[[ Dataset records open ]]

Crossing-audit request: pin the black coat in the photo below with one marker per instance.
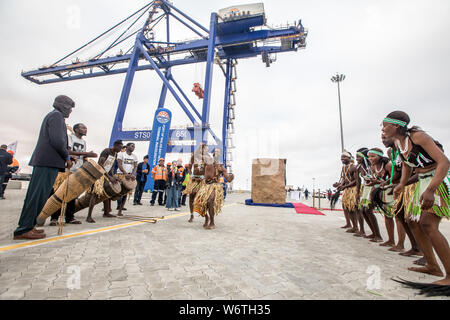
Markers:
(176, 179)
(52, 148)
(5, 160)
(139, 172)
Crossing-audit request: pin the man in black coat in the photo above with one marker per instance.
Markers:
(141, 179)
(5, 160)
(50, 156)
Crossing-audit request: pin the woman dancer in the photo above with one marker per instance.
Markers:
(430, 201)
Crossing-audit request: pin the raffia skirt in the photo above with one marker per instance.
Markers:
(365, 197)
(62, 176)
(441, 197)
(201, 199)
(97, 188)
(349, 201)
(193, 186)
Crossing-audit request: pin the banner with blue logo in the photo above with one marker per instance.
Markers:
(158, 142)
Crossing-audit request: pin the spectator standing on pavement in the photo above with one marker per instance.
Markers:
(174, 180)
(12, 168)
(127, 162)
(50, 156)
(182, 172)
(141, 179)
(184, 184)
(5, 160)
(159, 174)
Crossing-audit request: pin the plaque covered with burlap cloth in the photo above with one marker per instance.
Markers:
(269, 181)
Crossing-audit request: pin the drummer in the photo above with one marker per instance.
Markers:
(127, 163)
(78, 150)
(107, 160)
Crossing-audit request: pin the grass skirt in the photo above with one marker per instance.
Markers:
(193, 186)
(441, 197)
(403, 201)
(62, 176)
(365, 197)
(97, 188)
(349, 201)
(201, 199)
(389, 201)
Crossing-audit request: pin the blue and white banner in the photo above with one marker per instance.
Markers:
(158, 142)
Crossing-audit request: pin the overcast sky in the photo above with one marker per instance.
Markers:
(395, 55)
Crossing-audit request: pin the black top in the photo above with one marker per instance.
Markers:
(5, 160)
(139, 173)
(52, 148)
(418, 157)
(174, 179)
(110, 160)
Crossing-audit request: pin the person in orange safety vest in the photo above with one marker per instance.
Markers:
(159, 174)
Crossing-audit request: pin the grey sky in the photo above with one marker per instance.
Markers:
(395, 55)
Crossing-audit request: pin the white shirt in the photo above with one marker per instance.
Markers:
(128, 162)
(77, 145)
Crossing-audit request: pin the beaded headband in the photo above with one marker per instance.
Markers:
(377, 153)
(395, 121)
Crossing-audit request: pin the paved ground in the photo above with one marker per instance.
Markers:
(255, 253)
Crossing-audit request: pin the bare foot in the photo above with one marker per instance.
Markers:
(434, 271)
(90, 220)
(421, 262)
(411, 252)
(359, 234)
(397, 249)
(443, 282)
(387, 244)
(107, 215)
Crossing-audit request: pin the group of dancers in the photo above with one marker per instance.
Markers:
(408, 185)
(206, 194)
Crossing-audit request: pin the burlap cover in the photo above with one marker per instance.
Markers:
(269, 181)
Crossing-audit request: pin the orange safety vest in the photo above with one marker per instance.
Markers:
(15, 163)
(159, 173)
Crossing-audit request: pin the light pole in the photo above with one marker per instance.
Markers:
(339, 78)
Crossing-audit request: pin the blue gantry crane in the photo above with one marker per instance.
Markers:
(234, 33)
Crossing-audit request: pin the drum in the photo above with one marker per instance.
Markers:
(110, 190)
(77, 183)
(127, 186)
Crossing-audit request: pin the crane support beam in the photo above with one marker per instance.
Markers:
(223, 43)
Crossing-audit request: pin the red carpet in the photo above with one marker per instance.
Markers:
(304, 209)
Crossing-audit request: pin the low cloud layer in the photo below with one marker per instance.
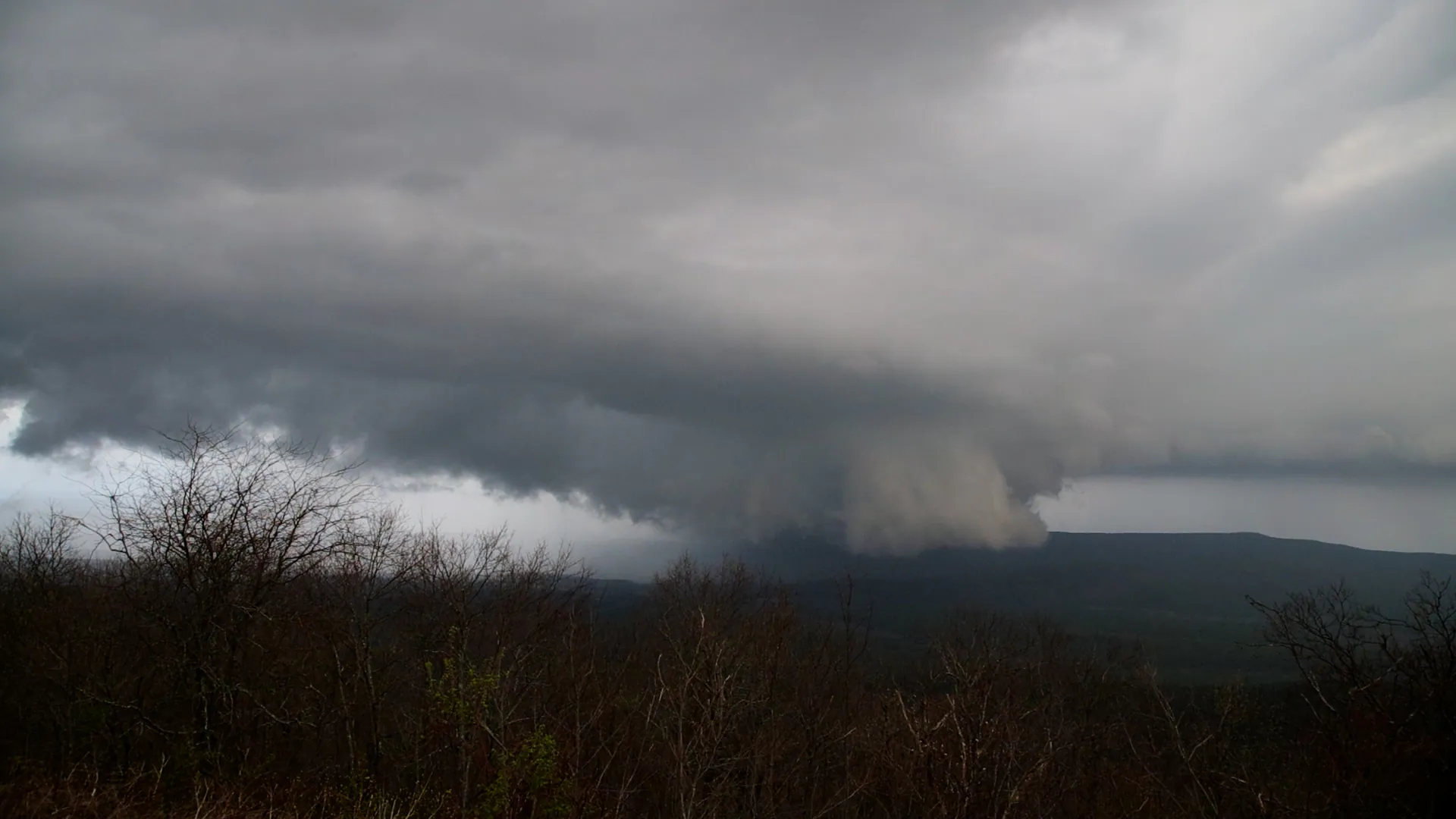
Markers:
(893, 270)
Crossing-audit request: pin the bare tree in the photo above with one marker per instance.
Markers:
(209, 535)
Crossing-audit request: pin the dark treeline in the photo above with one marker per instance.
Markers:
(255, 637)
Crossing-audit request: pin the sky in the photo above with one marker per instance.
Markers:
(912, 273)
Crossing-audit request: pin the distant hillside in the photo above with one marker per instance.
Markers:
(1180, 595)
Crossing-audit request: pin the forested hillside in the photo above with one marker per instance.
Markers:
(261, 639)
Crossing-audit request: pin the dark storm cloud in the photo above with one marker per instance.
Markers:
(894, 268)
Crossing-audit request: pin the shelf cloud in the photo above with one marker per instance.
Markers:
(893, 270)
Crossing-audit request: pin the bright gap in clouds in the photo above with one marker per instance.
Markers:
(34, 484)
(1407, 519)
(1367, 516)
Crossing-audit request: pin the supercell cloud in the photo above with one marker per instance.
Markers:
(887, 268)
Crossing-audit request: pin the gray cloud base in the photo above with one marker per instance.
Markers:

[[ Dataset records closed ]]

## [Exercise prompt]
Write the records out again in full, exactly, and skip every picture.

## [Output of the task]
Crossing-audit request: pin the black coat in the photo below with one marker per instance.
Markers:
(176, 179)
(52, 148)
(5, 160)
(139, 172)
Crossing-audit request: pin the man in black coat in the photo above with one marker per instance.
Markers:
(141, 179)
(5, 160)
(50, 156)
Crossing-audit request: pin the woman dancer in the photo above with one marker per instance.
Markers:
(430, 201)
Crossing-audit request: pin the raffia skirt in the photo above with one marker per instance.
Markers:
(365, 197)
(62, 176)
(441, 197)
(201, 199)
(97, 188)
(349, 201)
(193, 186)
Crossing-audit request: pin the banner with blue logo in the photo above with one marker per instance.
Markers:
(158, 142)
Crossing-audit request: pin the spectator standing on pavement in the photo above with one marker per instance.
Markers:
(174, 180)
(12, 168)
(127, 162)
(50, 156)
(182, 172)
(141, 179)
(184, 184)
(5, 160)
(159, 174)
Crossing-audit request: pin the plaque covered with burlap cloth in the photo above with one marker per instance.
Markers:
(269, 181)
Crossing-audit request: pin the drummer in the photo above with one marker per instance.
Markers:
(127, 163)
(78, 150)
(107, 160)
Crossing-audit request: pin the grass skirt in the photo above with one marker per instance.
Markers:
(193, 186)
(441, 197)
(403, 201)
(62, 176)
(365, 197)
(97, 188)
(349, 201)
(201, 199)
(389, 201)
Crossing-audit request: pin the blue and white banner in the photo above with one marker per instance.
Markers:
(158, 142)
Crossing-audit request: pin the overcast sky in the photo above with one marker per instance.
Markers:
(395, 55)
Crossing-audit request: pin the black top in the photo above with one marker per instance.
Markers:
(5, 160)
(139, 173)
(52, 148)
(418, 157)
(174, 179)
(110, 160)
Crossing-audit request: pin the person in orange safety vest in the photo above with one marker per instance.
Markers:
(159, 174)
Crossing-audit request: pin the grey sky in the photo above with one marker per instance.
Markers:
(395, 55)
Crossing-audit request: pin the white shirt in the photo above with one marker per instance.
Markers:
(128, 162)
(77, 145)
Crossing-audit request: pin the beaded headband in the photo above with one marker per instance.
Markers:
(377, 153)
(395, 121)
Crossing-audit request: pin the paved ground in the photo above with one marker per instance.
Markers:
(255, 253)
Crossing-audit request: pin the bare foot in the photo above with one marker per instance.
Markers:
(434, 271)
(90, 220)
(421, 262)
(411, 252)
(359, 234)
(397, 249)
(443, 282)
(387, 244)
(107, 215)
Crossing-audit request: pin the group of dancers in the photo above with one marker per instance.
Markers:
(408, 185)
(206, 194)
Crossing-audit request: pin the burlap cover in the photo above with one marker per instance.
Markers:
(269, 181)
Crossing-audit request: pin the orange safety vest in the photo above with one marker per instance.
Markers:
(15, 163)
(159, 173)
Crossing-audit request: pin the light pole in the photo above with one marker per instance.
Markers:
(339, 78)
Crossing-audit request: pin the blue gantry crane in the photo above with one marker per instance.
Markers:
(234, 33)
Crossing-audit request: pin the drum in the photo above with one marker per instance.
Markers:
(110, 190)
(77, 183)
(127, 186)
Crossing-audit request: pin the crane support beam in the photo above with one marker per instance.
Markers:
(223, 43)
Crossing-audit request: pin the red carpet in the photo above with one marker per instance.
Markers:
(304, 209)
Crossing-audit request: pin the low cloud layer in the photo below with one marker per instance.
Markers:
(893, 270)
Crossing-audit request: pin the bare tree in the photo above with one marker per instance.
Markers:
(209, 535)
Crossing-audit request: pin the dark treeline in the photo above with one marker per instance.
Markers:
(255, 637)
Crossing-audit request: pin the sky in the photo above with one marker per instance.
Markers:
(912, 273)
Crossing-audit request: pin the distant hillside in the photo above with one marker per instance.
Markers:
(1180, 595)
Crossing-audit request: pin the forested hillside in the photo above with one marker per instance.
Markers:
(261, 639)
Crossing-audit request: pin the dark storm cloud in the photo above with one marker per instance.
Markers:
(894, 268)
Crossing-audit request: pin the shelf cloud in the photo above with one marker per instance.
Markers:
(893, 270)
Crossing-audit request: pin the bright gap in clouds in the photo above with one marker per instance.
Markers:
(34, 484)
(1407, 519)
(1367, 516)
Crossing-audit request: pin the supercell cloud in the photo above with one marker per instance.
Markers:
(887, 268)
Crossing-audit request: pin the gray cloud base in the photo above with one marker per instance.
Markers:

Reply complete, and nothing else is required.